Stated task 1: According to the paper on call spam detection, into which three categories can the content of spam calls be classified?
Stated task 2: Write a continuation of the paper on call spam detection, beginning after its final sentence.

Supplied text:
---

Abstract
With the rapid development of mobile telecommunication, voice call spam has become a growing problem in China. Many mobile phone users have become the victim of spam calls and suffered heavy financial loss. Discovering of call spammers can benefit mobile network operators as well as users. Nowadays, the popular method for the task of mining call spammers has been performed by different applications on smartphones. These applications combine manual and automatic methods to detect spammers. Although the results of these client-based solutions are quite satisfying, it is extremely unfortunate that many people still use feature phones, which can not be equipped with third party applications. In this paper, we propose a server-based solution and take a call log file as an example, to analyze the characteristics of mobile call patterns. A time-based graph model and a simple and effective call log rank (CLRank) algorithm with ranking and classification were proposed to find potential call spammers. Compared with existing methods, our model just uses link information, and thus protects user privacy to the maximum extent. Experimental results show that our proposed model can find spammers from call logs automatically, dynamically, and effectively (with 84.5~91.8% of accuracy) without any manual interventions.
1. Introduction
Voice call has become a basic and reliable service provided by mobile network operators for many years. Although it has been partly replaced by many applications on smartphones, such as LINE and WeChat, it is still the most widely used mobile communication method. With the rapid growth of mobile telecommunication, more and more people in China are equipped with mobile phones [1, 2]. However, the number of spam calls has increased dramatically (http://www.shanghaidaily.com/metro/society/Harassing-phone-calls-from-city-plague-2m/shdaily.shtml). Many users have become the victims of phone scams and suffered heavy financial loss (http://www.hollywoodreporter.com/news/chinese-actress-tang-wei-falls-670430). The content of spam calls can be classified into three categories: harassment, fraud, and illegal advertisement. The harassment calls is composed of jokes and hoaxes. The consequence is often harmless. However, the fraud and illegal advertisement calls can be very harmful. These malicious calls induce people to pay money for unwanted subscription, transfer money, and expose serious personal information. Many mobile phone users trust the content of spam calls and the response rates are high compared with traditional Email spam. It is necessary to detect potential call spammers as soon as possible.

---

Point-based annotation data:
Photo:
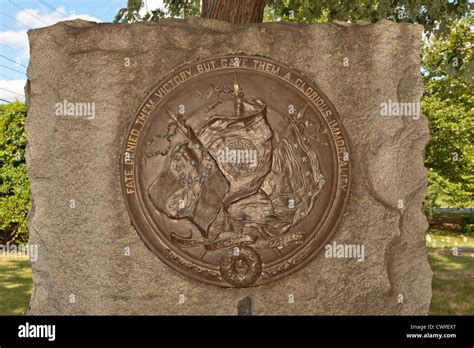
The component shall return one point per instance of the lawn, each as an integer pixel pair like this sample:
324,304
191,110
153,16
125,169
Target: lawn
453,276
15,285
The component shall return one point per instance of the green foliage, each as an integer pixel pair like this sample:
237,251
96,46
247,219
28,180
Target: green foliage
174,8
449,104
467,224
14,185
434,15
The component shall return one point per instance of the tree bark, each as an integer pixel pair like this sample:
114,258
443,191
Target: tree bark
234,11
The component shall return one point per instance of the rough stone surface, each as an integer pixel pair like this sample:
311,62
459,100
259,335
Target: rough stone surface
82,268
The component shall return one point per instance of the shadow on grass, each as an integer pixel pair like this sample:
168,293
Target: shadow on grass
453,282
16,285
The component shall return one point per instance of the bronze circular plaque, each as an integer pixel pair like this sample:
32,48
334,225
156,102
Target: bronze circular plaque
235,170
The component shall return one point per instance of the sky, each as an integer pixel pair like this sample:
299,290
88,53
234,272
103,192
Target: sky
18,16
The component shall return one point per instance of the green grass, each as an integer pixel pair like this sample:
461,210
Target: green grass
16,285
453,276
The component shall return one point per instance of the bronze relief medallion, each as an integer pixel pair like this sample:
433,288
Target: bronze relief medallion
235,170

---

Result 1: Harassment, fraud, and illegal advertisement.

Result 2:
There are two popular methods for call spam detection: the server-based solution provided by cellular network operators and the client-based third-party applications provided by software companies. Since it is huge workload to analyze call contents at the server side, in reality, the task of call spam detection is mainly performed by applications on smartphones, such as Tencent mobile manager. However in China, there are 70 percent of mobile users in rural areas who still use feature phones, which cannot install antispam software and thus have completely no protection against call spam. There are also two popular methods for call spam detection: the crowdsourcing approach and the automatic call spam filtering. In reality, the crowdsourcing approach is widely adopted by client-based applications. People can label a specified phone number as spammer by software, and then this information is sent to a server and distributed to other users as needed. However, research results have shown that almost all third-party applications do not use machine learning methods, thus the effectiveness of antispam software have been restricted [3]. The automatic method takes call log into consideration, uses a social network analysis approach and analyzes the behavior patterns of mobile users. This method has the advantage of being deployed on the server of mobile network operators. Based on the analysis above, we summarize that it is necessary to perform call spam detection at the server side automatically with minimum user information.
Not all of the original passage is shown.